[DATASET]
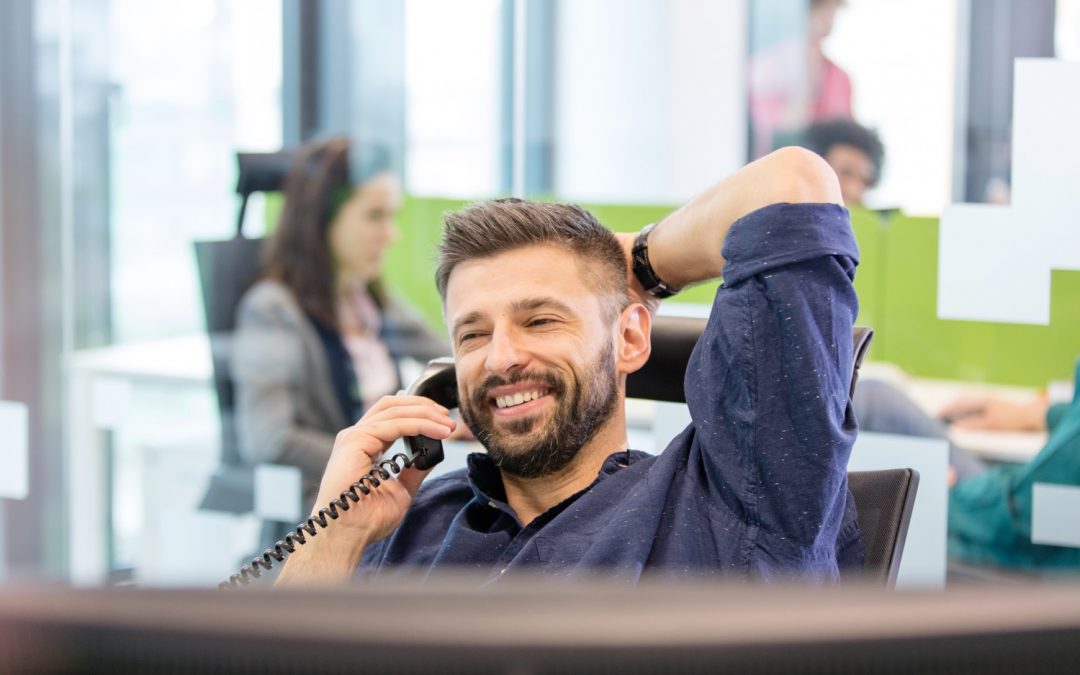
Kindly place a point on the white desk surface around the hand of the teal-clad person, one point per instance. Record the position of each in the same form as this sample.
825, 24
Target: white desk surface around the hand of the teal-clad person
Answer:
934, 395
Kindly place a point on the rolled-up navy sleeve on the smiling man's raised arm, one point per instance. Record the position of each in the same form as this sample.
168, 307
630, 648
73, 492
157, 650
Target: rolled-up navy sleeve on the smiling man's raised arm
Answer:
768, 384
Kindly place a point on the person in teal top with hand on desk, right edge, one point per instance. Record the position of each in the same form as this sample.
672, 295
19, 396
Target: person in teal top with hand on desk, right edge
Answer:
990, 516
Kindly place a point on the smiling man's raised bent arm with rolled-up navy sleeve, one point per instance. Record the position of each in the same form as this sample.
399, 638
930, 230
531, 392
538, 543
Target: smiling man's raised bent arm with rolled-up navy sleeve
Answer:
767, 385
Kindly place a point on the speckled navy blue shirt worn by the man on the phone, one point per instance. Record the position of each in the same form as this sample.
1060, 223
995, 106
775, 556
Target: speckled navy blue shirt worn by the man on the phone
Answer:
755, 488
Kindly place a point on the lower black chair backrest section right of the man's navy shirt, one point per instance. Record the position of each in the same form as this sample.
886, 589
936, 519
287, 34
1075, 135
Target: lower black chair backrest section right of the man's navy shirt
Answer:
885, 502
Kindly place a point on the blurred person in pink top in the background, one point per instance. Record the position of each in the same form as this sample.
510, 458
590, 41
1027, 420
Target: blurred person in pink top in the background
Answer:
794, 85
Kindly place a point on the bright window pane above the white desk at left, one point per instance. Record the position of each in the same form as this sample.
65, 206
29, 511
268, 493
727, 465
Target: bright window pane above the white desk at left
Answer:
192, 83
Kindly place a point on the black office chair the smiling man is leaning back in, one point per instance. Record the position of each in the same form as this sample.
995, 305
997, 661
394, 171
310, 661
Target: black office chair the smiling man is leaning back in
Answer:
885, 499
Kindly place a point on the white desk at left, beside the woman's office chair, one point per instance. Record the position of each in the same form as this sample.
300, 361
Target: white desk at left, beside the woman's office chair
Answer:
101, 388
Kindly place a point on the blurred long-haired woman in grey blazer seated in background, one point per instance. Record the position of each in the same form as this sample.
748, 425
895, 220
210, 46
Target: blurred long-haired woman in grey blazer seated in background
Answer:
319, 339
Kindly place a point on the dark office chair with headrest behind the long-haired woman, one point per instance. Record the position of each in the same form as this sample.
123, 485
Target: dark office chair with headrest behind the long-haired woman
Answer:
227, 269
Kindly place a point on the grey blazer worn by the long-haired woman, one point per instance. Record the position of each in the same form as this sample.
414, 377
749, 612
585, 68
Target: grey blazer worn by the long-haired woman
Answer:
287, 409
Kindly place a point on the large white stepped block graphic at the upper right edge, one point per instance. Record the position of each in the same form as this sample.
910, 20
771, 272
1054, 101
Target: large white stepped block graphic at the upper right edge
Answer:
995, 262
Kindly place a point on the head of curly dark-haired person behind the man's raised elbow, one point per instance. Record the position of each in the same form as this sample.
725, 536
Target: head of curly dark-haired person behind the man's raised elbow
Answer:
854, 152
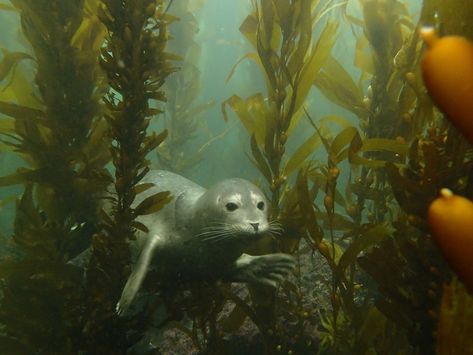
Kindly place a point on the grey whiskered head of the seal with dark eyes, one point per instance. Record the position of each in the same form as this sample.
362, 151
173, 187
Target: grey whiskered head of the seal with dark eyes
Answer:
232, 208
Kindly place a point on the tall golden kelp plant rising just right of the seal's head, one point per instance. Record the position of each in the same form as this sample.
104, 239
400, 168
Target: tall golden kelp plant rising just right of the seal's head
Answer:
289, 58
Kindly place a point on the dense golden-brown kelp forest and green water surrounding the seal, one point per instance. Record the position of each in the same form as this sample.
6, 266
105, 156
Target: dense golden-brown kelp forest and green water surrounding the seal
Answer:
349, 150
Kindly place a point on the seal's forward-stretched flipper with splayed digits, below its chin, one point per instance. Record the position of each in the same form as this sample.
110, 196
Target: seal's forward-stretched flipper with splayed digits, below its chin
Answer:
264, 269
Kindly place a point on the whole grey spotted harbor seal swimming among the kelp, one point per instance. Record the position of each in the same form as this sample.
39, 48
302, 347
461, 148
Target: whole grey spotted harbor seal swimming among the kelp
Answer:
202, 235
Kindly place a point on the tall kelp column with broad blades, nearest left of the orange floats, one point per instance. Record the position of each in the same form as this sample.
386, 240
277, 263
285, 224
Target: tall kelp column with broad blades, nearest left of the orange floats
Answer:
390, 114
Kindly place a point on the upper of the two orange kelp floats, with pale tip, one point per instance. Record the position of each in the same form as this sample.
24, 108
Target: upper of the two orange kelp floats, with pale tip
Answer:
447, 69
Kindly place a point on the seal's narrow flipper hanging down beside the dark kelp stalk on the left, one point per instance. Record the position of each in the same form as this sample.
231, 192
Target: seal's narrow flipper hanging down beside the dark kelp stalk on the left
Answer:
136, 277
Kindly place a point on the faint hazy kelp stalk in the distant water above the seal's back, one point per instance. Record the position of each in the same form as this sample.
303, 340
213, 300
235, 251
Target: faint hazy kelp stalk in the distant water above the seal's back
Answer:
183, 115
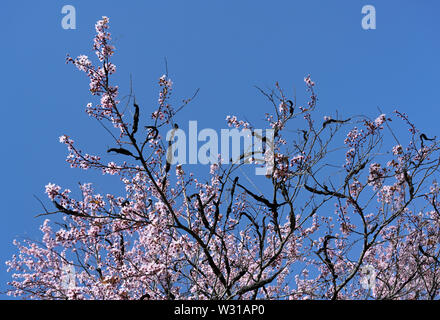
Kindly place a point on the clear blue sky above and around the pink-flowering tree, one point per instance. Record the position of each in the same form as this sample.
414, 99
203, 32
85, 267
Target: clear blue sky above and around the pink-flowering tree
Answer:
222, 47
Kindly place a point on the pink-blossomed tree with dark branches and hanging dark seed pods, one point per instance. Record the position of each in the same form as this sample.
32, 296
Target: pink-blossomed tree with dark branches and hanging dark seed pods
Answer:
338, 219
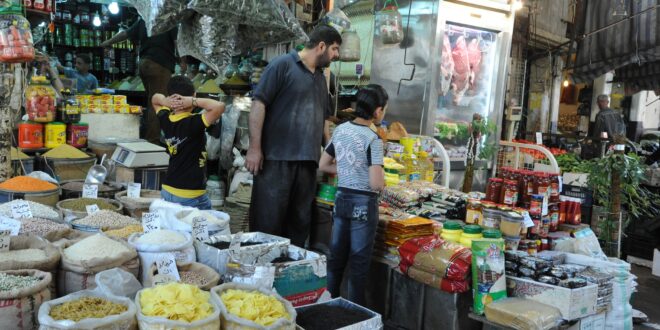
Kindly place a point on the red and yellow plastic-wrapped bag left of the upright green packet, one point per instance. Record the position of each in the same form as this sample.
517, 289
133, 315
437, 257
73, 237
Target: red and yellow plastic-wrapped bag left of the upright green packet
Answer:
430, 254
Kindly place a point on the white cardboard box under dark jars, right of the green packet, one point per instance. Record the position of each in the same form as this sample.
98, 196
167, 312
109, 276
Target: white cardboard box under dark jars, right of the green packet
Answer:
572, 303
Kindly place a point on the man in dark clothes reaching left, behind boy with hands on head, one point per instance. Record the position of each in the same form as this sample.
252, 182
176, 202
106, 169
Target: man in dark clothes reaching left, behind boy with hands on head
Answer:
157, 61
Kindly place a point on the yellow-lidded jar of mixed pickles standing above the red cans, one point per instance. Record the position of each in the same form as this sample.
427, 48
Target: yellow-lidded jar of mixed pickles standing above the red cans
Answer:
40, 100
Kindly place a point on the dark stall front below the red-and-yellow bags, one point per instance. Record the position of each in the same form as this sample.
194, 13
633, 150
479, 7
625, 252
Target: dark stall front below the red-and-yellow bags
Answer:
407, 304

[WORK TASK]
Copy out every line from the data above that has "upper" in it.

[EXPECTED ANSWER]
Kindly place a point on the large white stepped block graphic at the upper right edge, one point per instance. Record the position of each in the same form as this sample.
Target: large white stepped block graphic at the upper right edge
Kindly place a point on the upper of the two orange kelp floats, with pale tip, one point per instance. Record the position of each in the same form as this sample.
Target: upper of the two orange kelp floats, with pale tip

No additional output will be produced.